In the final days of the Murkowski administration, ANGDA made a new business plan to help refocus its efforts. In addition to its spur line, ANGDA began taking on projects related to propane and other value-added industries that could be created from a large stream of natural gas moving across the state. It also looked at aggregating the demand from utilities and preparing local companies for an in-state open season.

There has also been shifting personnel. In the fall of 2006, Tony Izzo resigned as president of Enstar after five and half years in charge of the company. Izzo recently signed a one-year consulting deal with ANGDA.

Accelerated efforts in 2008

Even with all the work ANGDA and Enstar put into their projects in the past, both companies seemed to be accelerating their efforts this year.

With the call for applications under the Alaska Gasline Inducement Act in late 2007, ANGDA unveiled two possible spur lines designed to fit with any pipeline project.

> **SOURCE INFORMATION**:
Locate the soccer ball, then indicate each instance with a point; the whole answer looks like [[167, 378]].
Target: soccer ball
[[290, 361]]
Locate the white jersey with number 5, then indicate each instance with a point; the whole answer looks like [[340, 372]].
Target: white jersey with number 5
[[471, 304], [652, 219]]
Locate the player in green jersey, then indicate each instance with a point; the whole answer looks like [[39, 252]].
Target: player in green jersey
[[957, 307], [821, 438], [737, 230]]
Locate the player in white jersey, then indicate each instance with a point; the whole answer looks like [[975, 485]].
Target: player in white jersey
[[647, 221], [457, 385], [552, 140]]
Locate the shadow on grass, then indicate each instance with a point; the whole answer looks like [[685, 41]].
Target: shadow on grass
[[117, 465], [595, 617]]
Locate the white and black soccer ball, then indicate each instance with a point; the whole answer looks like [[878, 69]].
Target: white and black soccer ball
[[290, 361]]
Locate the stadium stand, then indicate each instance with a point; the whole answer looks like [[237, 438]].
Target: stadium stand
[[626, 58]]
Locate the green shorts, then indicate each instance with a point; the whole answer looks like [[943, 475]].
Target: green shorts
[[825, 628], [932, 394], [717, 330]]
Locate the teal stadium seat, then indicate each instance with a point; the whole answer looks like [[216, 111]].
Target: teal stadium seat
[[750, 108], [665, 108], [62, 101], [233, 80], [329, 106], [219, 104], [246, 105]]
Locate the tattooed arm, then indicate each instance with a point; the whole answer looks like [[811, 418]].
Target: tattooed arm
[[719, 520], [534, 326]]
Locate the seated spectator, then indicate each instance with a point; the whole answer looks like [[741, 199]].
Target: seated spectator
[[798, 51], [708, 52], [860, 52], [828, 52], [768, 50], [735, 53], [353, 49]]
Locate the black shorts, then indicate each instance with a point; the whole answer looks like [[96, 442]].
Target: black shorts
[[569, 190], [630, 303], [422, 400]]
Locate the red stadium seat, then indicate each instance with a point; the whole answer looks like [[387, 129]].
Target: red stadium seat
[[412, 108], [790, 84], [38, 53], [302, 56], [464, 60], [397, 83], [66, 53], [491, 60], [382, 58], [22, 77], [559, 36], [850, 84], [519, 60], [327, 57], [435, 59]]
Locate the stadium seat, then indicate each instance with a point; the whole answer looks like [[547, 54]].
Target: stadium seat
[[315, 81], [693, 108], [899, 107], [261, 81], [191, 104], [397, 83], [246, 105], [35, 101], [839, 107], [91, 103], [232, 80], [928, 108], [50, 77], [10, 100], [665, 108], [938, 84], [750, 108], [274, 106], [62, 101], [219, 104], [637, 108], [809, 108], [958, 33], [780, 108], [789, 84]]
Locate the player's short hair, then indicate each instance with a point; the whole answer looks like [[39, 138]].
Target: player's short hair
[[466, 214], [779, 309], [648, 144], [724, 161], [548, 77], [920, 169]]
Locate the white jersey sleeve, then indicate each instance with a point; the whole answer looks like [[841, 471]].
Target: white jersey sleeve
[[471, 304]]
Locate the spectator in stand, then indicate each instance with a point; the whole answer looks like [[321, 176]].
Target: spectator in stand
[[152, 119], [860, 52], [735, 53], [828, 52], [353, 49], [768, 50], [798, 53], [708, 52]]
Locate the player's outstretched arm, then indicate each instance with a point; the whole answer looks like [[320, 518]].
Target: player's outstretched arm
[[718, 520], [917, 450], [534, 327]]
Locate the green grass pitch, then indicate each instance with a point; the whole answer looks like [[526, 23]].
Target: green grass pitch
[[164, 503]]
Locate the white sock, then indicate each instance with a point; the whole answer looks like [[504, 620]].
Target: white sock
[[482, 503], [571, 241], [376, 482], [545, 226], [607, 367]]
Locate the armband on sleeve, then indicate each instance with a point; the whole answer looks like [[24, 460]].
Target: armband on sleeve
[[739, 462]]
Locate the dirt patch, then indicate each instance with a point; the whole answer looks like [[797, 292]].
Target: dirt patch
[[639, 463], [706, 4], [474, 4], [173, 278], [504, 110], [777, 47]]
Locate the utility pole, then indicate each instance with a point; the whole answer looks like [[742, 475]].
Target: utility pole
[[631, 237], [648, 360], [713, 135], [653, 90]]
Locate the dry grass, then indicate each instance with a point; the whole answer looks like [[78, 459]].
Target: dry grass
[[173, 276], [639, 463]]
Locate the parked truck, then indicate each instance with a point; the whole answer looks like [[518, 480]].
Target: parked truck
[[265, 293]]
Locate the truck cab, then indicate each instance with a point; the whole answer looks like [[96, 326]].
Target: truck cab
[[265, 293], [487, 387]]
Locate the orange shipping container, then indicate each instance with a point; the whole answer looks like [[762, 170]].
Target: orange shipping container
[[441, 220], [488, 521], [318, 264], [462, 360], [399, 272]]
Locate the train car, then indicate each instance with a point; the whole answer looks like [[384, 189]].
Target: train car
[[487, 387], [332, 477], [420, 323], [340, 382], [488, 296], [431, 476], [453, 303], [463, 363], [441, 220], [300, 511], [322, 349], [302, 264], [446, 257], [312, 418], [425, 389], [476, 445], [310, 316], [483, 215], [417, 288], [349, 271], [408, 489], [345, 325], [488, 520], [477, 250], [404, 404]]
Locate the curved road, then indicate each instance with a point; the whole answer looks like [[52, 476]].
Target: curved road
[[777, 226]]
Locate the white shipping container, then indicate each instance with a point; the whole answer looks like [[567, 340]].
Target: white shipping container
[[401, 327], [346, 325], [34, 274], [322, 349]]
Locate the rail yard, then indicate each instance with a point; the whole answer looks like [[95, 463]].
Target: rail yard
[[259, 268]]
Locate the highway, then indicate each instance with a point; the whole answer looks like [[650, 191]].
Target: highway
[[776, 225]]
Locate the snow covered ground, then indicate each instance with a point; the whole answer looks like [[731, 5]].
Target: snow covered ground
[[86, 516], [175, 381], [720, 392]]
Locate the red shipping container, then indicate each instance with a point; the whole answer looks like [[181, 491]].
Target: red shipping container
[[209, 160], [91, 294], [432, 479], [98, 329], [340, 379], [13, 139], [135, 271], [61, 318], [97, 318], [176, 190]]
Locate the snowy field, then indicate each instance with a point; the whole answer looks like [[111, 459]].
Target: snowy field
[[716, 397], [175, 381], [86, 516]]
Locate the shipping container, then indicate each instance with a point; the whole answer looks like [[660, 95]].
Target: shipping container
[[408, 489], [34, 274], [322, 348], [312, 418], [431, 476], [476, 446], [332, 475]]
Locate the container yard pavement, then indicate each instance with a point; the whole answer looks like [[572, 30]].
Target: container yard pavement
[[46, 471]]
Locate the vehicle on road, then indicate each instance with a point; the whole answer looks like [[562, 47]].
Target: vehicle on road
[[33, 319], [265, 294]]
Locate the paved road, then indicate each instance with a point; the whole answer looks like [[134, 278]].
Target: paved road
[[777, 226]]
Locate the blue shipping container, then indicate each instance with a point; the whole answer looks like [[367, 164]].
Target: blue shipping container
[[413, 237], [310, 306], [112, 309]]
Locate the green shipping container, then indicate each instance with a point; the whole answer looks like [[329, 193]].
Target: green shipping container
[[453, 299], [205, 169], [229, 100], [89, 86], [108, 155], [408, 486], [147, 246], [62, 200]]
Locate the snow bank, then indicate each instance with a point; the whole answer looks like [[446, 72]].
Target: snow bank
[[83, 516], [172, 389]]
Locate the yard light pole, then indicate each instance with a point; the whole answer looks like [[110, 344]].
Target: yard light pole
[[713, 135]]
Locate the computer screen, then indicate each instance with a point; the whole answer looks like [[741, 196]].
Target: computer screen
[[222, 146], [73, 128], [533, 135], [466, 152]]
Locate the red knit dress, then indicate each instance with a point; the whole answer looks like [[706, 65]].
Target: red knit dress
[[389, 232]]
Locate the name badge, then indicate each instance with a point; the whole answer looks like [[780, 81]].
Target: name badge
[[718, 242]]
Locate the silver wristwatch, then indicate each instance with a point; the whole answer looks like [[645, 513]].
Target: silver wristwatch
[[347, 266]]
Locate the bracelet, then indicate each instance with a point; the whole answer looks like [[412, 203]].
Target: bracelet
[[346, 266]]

> **WHAT IS REQUIRED**: Decide whether each statement below agrees with the text on ANGDA and Enstar, answering yes or no and quoting the deciding words of the text: (a) Tony Izzo resigned as president of Enstar in the fall of 2006. (b) Izzo signed a two-year consulting deal with ANGDA. (c) ANGDA unveiled three possible spur lines after the call for applications under the Alaska Gasline Inducement Act.

> **TASK OUTPUT**:
(a) Yes: "In the fall of 2006, Tony Izzo resigned as president of Enstar"
(b) No: "Izzo recently signed a one-year consulting deal with ANGDA."
(c) No: "ANGDA unveiled two possible spur lines designed to fit with any pipeline project."